### Material for the task
———

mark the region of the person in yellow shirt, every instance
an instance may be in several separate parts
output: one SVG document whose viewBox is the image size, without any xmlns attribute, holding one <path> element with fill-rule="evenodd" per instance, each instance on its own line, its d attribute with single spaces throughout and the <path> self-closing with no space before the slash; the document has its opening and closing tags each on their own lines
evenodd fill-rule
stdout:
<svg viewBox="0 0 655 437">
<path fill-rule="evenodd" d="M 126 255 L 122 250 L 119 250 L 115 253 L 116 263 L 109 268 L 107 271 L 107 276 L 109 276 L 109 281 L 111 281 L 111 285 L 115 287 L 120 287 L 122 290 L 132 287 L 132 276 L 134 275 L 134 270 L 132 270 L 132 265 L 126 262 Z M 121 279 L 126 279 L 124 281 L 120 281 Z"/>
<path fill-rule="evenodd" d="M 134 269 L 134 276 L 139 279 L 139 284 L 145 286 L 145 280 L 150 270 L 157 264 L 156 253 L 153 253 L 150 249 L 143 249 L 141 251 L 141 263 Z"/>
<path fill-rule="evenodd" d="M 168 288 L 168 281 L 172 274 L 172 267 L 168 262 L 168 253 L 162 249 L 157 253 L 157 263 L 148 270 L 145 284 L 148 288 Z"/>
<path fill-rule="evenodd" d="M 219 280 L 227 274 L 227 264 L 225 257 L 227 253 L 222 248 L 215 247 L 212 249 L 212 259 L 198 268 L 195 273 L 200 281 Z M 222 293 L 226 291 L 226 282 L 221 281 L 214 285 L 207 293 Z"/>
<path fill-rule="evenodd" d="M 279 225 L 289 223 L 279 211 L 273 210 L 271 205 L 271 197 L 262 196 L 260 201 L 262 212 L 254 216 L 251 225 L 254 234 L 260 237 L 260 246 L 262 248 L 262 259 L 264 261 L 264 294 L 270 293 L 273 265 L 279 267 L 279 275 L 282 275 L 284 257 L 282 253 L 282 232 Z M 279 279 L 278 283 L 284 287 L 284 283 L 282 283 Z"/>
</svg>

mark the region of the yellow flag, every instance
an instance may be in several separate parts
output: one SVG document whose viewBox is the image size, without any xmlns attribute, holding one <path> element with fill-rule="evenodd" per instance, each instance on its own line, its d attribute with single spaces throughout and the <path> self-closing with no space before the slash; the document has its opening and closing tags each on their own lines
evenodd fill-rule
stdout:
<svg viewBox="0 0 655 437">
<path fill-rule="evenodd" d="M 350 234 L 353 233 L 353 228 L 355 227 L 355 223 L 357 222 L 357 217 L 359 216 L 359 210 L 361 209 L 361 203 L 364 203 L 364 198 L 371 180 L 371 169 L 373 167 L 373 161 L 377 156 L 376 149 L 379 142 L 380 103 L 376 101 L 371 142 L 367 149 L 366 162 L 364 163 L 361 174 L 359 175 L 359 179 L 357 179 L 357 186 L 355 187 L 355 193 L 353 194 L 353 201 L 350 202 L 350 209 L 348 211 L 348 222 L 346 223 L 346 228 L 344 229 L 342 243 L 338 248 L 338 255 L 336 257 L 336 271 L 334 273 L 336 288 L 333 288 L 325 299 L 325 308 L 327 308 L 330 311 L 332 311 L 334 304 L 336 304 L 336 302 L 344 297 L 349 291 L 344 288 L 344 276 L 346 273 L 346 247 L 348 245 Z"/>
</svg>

———

### Aim
Shift the material from its first line up to and including the line containing "168 288 L 168" by adding 25 to every number in the SVG answers, both viewBox values and path coordinates. Give those lines again with all other text left as is.

### Complete response
mark the region of the person in yellow shirt, every instance
an instance may be in several separate parts
output: one SVG document whose viewBox is the image size, without any xmlns attribute, holding one <path> element with fill-rule="evenodd" per instance, each instance on its own line, its d attribute with single spaces throughout and the <path> self-closing with no space before the slash; the document has its opening and closing tags each on their own lines
evenodd fill-rule
stdout:
<svg viewBox="25 25 680 462">
<path fill-rule="evenodd" d="M 151 280 L 147 275 L 144 275 L 140 278 L 141 288 L 134 293 L 132 296 L 132 301 L 134 301 L 134 306 L 136 306 L 136 310 L 140 312 L 145 312 L 147 315 L 157 312 L 157 301 L 159 300 L 159 295 L 157 295 L 157 290 L 151 287 Z M 146 304 L 151 304 L 149 306 L 145 306 Z"/>
<path fill-rule="evenodd" d="M 159 294 L 159 301 L 164 304 L 164 309 L 170 311 L 170 305 L 175 295 L 182 289 L 181 278 L 178 278 L 175 274 L 168 274 L 166 276 L 166 288 Z"/>
<path fill-rule="evenodd" d="M 193 313 L 193 306 L 197 299 L 197 292 L 193 287 L 193 278 L 187 274 L 182 278 L 182 288 L 173 295 L 170 309 L 173 313 Z"/>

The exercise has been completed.